The Basel problem via Fourier series

The Basel problem asks to compute the summation of the reciprocal of the natural numbers squared, and it is known that

    \[\sum_{n=1}^{\infty} \frac{1}{n^2} = \frac{\pi^2}{6}.\]

While there are numerous known proofs (our presentation resembles Proof 9 most closely), we give a self-contained one that motivates the usage of Fourier analysis for periodic functions.

Recall that a function f is \mathbb{Z}\text{-periodic} if for every n \in \mathbb{Z}, f(x+n)=f(x). From Fourier analysis, every such function can be expressed as a series of cosines and sines. More precisely,

If f is continuous and \mathbb{Z}-periodic, then

    \[\left\Vert f - \sum_{n=-\infty}^{\infty} \hat{f}(n) e_n\right\Vert_2 = 0,\]

where e_n(x) = e^{2\pi inx}, and \hat{f}(n) is the n-th Fourier coefficient equal to \int_0^1 f(x)e^{-2\pi inx} dx.

Position identification records
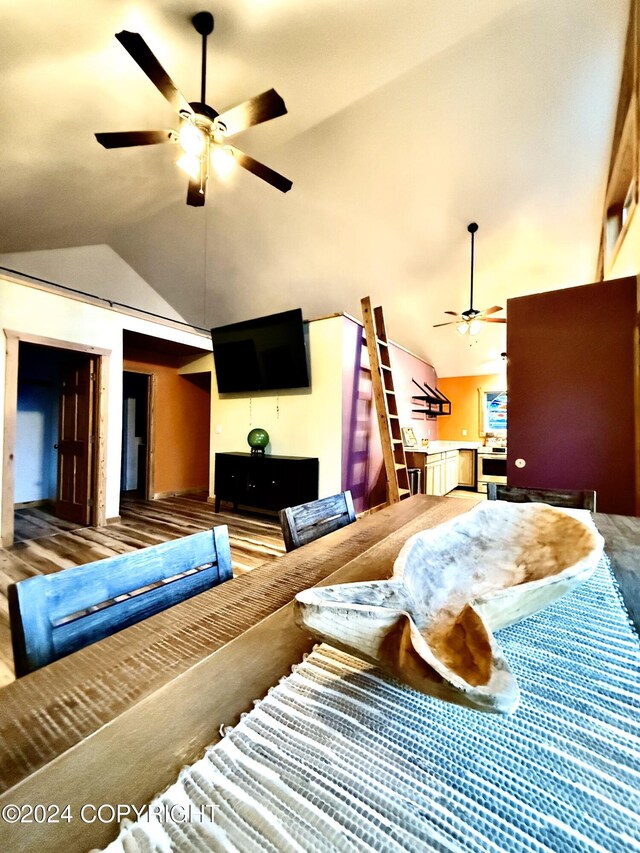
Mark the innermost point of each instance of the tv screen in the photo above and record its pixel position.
(264, 354)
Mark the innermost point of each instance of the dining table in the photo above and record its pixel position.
(93, 737)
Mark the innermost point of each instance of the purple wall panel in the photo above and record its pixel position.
(571, 391)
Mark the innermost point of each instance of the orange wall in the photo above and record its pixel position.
(463, 393)
(182, 422)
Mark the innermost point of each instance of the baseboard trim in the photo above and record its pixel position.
(175, 493)
(34, 504)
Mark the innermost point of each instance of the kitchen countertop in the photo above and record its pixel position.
(441, 446)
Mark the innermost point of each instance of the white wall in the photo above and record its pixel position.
(300, 422)
(97, 270)
(26, 309)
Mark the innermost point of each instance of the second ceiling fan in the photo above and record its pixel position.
(203, 132)
(468, 321)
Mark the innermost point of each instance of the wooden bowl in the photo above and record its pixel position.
(431, 624)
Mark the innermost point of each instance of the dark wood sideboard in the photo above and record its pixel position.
(267, 483)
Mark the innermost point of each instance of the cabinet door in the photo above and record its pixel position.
(230, 479)
(466, 468)
(428, 480)
(438, 478)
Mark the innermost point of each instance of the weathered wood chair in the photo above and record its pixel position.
(573, 499)
(54, 615)
(306, 522)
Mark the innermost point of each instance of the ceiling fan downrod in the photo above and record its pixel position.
(472, 228)
(203, 23)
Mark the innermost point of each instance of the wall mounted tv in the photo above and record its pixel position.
(264, 354)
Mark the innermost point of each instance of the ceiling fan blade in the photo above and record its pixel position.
(195, 198)
(261, 171)
(263, 107)
(134, 137)
(141, 53)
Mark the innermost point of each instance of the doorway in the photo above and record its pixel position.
(53, 441)
(137, 435)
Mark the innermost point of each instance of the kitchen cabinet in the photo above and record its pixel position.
(265, 482)
(467, 468)
(441, 472)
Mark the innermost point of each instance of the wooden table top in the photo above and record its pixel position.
(76, 731)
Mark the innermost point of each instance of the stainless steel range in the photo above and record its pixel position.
(492, 466)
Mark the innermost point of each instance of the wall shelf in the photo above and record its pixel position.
(434, 402)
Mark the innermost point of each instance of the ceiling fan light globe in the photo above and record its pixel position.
(190, 164)
(191, 139)
(223, 161)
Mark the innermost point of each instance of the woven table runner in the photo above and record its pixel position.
(338, 757)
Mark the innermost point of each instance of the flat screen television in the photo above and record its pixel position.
(264, 354)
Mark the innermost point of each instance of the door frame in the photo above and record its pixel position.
(99, 461)
(151, 428)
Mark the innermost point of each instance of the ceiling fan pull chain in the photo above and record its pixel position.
(472, 228)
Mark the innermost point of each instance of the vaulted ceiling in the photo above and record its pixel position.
(407, 120)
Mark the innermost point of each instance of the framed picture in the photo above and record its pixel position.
(409, 437)
(492, 415)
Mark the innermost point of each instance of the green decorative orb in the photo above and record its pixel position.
(258, 438)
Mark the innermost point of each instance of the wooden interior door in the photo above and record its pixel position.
(75, 481)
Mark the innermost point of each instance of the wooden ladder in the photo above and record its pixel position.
(384, 394)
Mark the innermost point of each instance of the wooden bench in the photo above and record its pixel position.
(570, 498)
(307, 522)
(55, 615)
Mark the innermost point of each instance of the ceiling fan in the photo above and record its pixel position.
(203, 132)
(469, 321)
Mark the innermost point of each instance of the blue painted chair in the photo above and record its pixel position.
(54, 615)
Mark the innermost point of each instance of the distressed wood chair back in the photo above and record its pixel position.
(54, 615)
(574, 499)
(306, 522)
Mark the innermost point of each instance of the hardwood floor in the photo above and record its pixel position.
(47, 544)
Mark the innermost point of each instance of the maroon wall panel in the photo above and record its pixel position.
(571, 391)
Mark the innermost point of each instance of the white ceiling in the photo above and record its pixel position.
(407, 120)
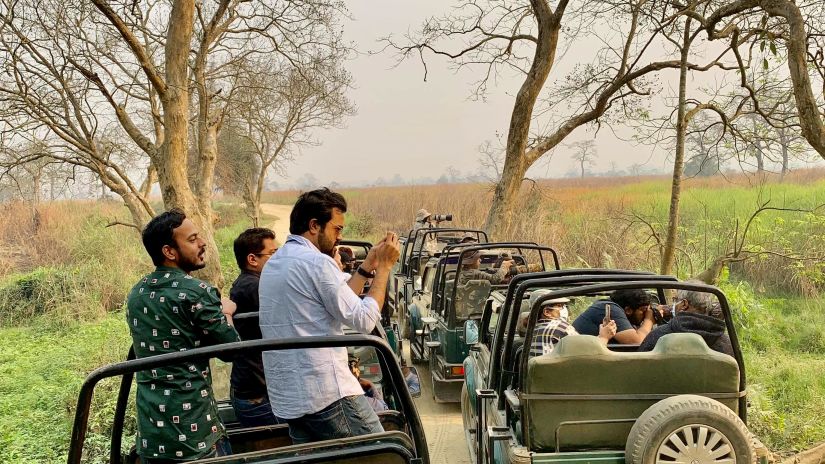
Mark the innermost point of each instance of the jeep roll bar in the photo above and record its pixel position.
(659, 284)
(128, 368)
(462, 251)
(522, 283)
(413, 236)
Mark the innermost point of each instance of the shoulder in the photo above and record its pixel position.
(189, 287)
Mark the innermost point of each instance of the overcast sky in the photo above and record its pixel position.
(417, 129)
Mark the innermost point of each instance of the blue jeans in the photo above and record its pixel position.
(348, 417)
(254, 413)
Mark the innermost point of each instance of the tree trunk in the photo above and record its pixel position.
(669, 250)
(783, 141)
(151, 178)
(171, 163)
(516, 163)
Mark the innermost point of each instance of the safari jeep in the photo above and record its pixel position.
(587, 402)
(406, 279)
(440, 338)
(402, 442)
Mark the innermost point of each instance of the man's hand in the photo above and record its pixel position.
(607, 331)
(384, 254)
(228, 307)
(649, 314)
(337, 258)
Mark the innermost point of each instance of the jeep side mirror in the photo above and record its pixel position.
(413, 381)
(470, 332)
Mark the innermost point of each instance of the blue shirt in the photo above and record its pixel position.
(303, 293)
(589, 321)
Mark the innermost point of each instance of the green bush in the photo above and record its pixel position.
(41, 370)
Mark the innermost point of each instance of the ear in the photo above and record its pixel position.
(314, 227)
(170, 253)
(251, 260)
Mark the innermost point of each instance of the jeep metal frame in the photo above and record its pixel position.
(390, 368)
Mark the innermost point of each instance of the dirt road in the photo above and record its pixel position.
(442, 424)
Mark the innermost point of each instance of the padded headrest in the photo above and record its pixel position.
(683, 344)
(580, 345)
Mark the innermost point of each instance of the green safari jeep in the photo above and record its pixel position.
(440, 340)
(587, 402)
(402, 442)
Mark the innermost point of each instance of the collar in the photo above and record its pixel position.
(301, 240)
(169, 269)
(248, 272)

§ PROMPT: Decide whether each statement below agrees with the Basel problem text above, answering yes or no and quoting the deciding words of the text: (a) The presentation is closest to Proof 9. (b) Only a few proofs of the Basel problem are known. (c) The function e_n(x) is defined as e^{-2\pi inx}.

§ RESULT:
(a) Yes: "our presentation resembles Proof 9 most closely"
(b) No: "there are numerous known proofs"
(c) No: "where e_n(x) = e^{2\pi inx}"